══ Dataset extract ══

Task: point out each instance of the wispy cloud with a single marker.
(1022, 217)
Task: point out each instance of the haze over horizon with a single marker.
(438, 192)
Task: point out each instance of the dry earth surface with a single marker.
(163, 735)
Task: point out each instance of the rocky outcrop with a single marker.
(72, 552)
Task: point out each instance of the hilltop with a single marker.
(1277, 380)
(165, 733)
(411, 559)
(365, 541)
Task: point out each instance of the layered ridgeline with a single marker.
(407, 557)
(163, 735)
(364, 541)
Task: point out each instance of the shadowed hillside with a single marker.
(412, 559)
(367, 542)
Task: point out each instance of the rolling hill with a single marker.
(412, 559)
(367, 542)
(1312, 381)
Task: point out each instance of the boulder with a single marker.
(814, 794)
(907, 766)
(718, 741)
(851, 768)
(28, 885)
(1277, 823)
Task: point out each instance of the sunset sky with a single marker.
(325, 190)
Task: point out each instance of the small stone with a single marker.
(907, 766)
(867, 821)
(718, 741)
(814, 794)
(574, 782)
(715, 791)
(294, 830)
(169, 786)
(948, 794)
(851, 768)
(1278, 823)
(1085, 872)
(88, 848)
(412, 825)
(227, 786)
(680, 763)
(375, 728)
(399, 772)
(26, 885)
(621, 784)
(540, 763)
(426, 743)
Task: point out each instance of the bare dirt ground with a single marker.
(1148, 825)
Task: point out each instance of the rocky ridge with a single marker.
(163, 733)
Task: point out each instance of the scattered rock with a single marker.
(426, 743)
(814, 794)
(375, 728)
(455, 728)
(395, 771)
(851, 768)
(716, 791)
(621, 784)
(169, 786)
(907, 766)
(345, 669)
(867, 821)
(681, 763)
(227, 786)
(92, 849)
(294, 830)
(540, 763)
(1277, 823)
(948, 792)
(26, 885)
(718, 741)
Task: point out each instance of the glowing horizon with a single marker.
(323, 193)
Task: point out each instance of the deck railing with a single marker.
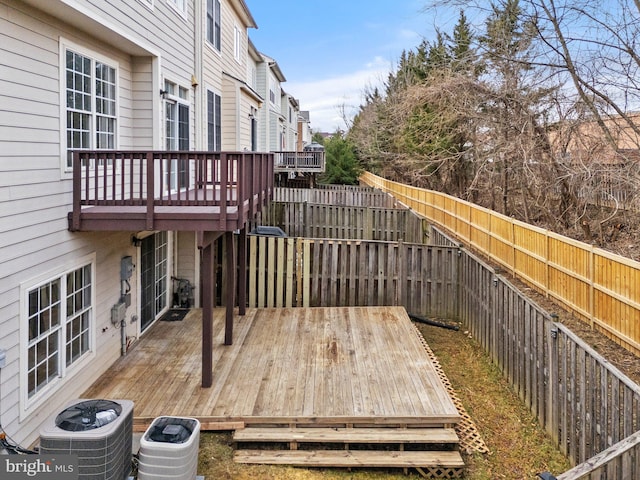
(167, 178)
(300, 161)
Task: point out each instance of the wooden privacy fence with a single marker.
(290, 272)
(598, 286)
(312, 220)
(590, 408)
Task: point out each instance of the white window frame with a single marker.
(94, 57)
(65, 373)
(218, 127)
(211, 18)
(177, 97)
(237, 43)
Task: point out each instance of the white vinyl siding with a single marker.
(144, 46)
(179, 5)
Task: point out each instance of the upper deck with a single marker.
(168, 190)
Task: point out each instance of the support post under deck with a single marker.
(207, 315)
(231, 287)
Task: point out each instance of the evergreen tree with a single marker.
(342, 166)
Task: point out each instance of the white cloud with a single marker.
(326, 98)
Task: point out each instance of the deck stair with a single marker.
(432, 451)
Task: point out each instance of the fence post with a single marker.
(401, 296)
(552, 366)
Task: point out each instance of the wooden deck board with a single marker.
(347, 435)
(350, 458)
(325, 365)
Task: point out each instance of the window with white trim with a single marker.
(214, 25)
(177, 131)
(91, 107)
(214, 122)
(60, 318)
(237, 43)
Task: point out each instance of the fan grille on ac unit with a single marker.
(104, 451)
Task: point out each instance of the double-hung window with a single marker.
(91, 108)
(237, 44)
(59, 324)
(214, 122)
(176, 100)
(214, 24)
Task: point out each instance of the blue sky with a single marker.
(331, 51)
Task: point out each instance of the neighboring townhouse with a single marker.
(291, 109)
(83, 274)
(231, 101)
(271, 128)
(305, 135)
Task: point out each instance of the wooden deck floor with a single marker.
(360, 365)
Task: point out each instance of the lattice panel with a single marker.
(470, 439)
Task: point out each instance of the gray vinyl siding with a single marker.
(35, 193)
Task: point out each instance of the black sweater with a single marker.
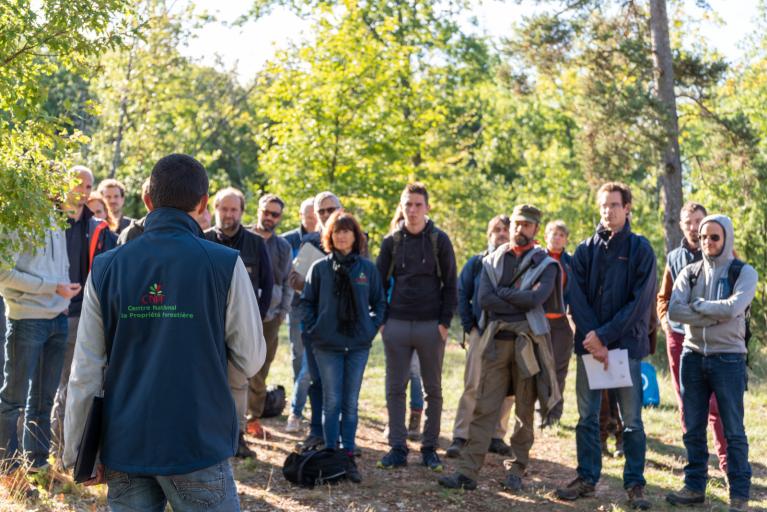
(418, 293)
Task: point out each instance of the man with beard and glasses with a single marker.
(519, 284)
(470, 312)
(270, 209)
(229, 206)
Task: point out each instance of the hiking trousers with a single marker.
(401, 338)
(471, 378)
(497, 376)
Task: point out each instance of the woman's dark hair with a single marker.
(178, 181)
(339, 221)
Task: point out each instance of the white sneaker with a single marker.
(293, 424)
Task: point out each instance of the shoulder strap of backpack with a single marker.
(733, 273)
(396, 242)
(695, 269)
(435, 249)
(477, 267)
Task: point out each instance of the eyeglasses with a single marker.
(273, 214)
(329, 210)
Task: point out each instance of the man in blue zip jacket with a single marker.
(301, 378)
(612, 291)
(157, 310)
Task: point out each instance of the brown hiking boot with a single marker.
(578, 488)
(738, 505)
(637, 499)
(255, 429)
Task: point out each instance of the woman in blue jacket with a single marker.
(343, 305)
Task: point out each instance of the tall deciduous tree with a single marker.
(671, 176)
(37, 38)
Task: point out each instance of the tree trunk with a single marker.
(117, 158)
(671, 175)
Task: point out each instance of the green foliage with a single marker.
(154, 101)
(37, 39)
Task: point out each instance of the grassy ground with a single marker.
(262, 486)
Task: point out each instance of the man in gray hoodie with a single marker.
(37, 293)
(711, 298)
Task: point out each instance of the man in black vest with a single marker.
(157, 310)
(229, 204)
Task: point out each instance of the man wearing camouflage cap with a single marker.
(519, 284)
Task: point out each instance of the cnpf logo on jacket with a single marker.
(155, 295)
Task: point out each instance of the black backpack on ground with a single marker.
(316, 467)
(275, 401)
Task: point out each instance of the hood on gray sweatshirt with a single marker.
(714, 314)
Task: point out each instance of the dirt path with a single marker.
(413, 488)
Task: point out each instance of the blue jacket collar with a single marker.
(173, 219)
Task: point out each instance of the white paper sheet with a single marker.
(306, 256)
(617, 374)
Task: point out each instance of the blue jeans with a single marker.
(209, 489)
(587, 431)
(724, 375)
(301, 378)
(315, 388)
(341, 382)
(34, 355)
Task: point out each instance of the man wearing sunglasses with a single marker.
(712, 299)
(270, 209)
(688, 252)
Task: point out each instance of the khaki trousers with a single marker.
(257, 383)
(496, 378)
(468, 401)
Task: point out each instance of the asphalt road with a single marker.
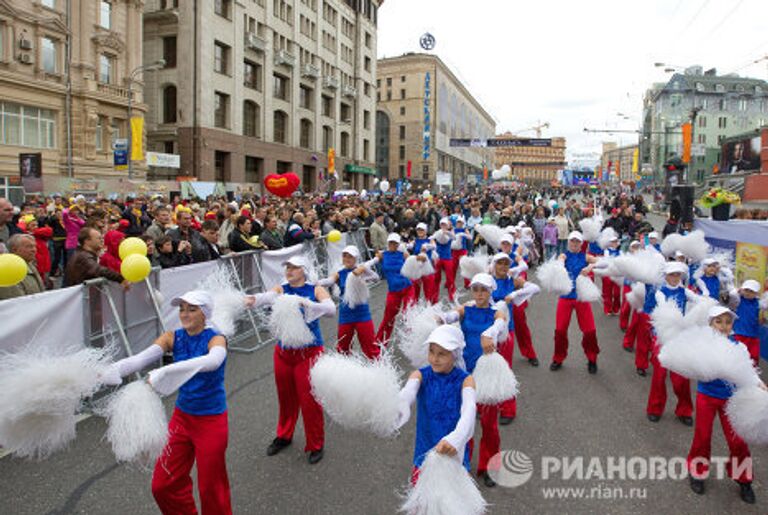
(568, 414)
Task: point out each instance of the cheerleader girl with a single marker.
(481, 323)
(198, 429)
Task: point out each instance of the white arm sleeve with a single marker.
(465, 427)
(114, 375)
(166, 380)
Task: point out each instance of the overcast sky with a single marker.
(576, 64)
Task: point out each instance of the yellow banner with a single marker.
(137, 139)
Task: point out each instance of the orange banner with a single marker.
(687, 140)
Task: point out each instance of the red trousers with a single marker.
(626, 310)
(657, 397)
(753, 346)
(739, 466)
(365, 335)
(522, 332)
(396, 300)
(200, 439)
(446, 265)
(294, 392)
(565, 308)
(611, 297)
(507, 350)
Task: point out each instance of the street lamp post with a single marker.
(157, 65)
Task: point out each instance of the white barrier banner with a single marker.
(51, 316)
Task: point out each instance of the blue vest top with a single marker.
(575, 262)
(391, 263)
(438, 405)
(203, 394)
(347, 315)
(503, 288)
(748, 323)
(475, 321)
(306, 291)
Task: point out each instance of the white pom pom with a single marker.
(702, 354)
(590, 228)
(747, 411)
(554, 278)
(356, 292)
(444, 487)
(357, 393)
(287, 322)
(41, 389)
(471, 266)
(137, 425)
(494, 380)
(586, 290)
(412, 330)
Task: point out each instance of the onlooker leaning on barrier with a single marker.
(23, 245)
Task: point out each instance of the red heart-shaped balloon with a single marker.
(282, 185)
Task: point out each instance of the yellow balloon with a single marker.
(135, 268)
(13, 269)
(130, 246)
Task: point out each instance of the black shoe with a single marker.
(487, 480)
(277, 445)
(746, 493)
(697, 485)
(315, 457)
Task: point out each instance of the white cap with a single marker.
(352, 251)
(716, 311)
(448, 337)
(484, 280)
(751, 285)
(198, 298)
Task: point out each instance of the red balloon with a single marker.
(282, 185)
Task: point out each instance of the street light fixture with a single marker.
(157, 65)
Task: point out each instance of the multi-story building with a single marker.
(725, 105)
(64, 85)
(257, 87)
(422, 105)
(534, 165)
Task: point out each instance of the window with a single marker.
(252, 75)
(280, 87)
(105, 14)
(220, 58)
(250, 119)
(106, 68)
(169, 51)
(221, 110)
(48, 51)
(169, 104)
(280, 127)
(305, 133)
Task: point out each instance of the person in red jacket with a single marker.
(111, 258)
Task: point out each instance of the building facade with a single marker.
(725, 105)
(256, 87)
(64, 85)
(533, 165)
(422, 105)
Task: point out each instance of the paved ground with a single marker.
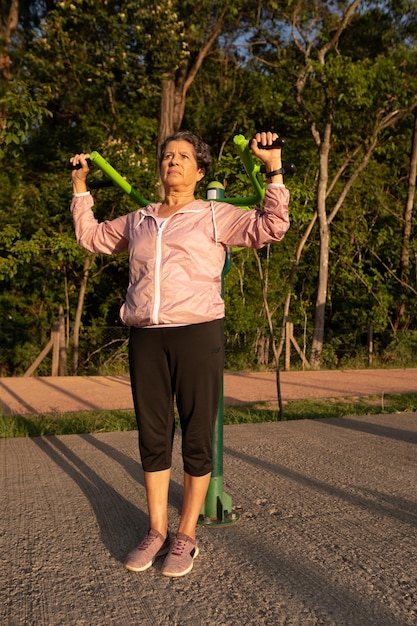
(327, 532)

═══

- _Work item_
Everything from the line with "Task: point out each instance of the white barrier" through the final line of the records above should be written out exactly, minus the pictures.

- _Expected output_
Task: point out each instance of the white barrier banner with a single marker.
(51, 316)
Task: point out each instance of the blue vest top with a single marker.
(575, 262)
(391, 263)
(438, 405)
(203, 394)
(347, 315)
(503, 288)
(748, 323)
(475, 321)
(306, 291)
Task: point out each instance of the white pom pom with a single marker.
(702, 354)
(590, 228)
(747, 411)
(554, 278)
(356, 292)
(444, 487)
(357, 393)
(287, 322)
(41, 389)
(471, 266)
(137, 425)
(494, 380)
(586, 290)
(412, 330)
Task: point out each instance of the onlooker leaning on barrier with a single marker.
(23, 245)
Task: point out each instance of the red heart-shaped balloon with a single marker.
(282, 185)
Task: point out each instance of the yellow balloon with a single marker.
(135, 268)
(13, 269)
(130, 246)
Task: point out each instance of the black shoe with a single marker.
(487, 480)
(277, 445)
(746, 493)
(697, 485)
(315, 457)
Task: point out each instance of the white cap with a single marker.
(352, 251)
(716, 311)
(448, 337)
(484, 280)
(751, 285)
(198, 298)
Task: point out each instance of the red balloon with a single marker.
(282, 185)
Task: point out each instance of the street light fixture with a single marker.
(157, 65)
Task: point out each instance of the multi-story building with a single marker.
(725, 105)
(64, 85)
(257, 87)
(422, 105)
(534, 165)
Task: point out each instance of the window with a single marker.
(252, 75)
(280, 87)
(105, 14)
(220, 58)
(250, 119)
(106, 68)
(169, 51)
(221, 110)
(48, 51)
(169, 104)
(280, 127)
(305, 133)
Task: point out each instance of the person in red jacket with a single marker.
(111, 258)
Task: point out each instance of the building facade with a single marker.
(725, 105)
(256, 87)
(64, 85)
(533, 165)
(422, 105)
Task: point out each instance of the paved ground with a single marker.
(327, 532)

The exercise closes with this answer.